◆ EXERCISE TASK
Copy out every line of the entries below, requests included, and multiply each coordinate in the answers by 0.8, rounding to whole numbers with halves going up. Leave the requests unchanged.
»»
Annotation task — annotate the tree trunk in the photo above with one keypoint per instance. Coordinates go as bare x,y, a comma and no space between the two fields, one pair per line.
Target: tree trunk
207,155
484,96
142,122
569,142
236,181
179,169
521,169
««
◆ PROBLEM SOLUTION
Annotation task — annotate the tree trunk in the photo above with one keypoint per instance. Coordinates go as bare x,y, a comma and no space between the two fields, one pair per line.
Target: tree trunk
166,124
387,77
114,98
455,114
189,145
143,135
417,135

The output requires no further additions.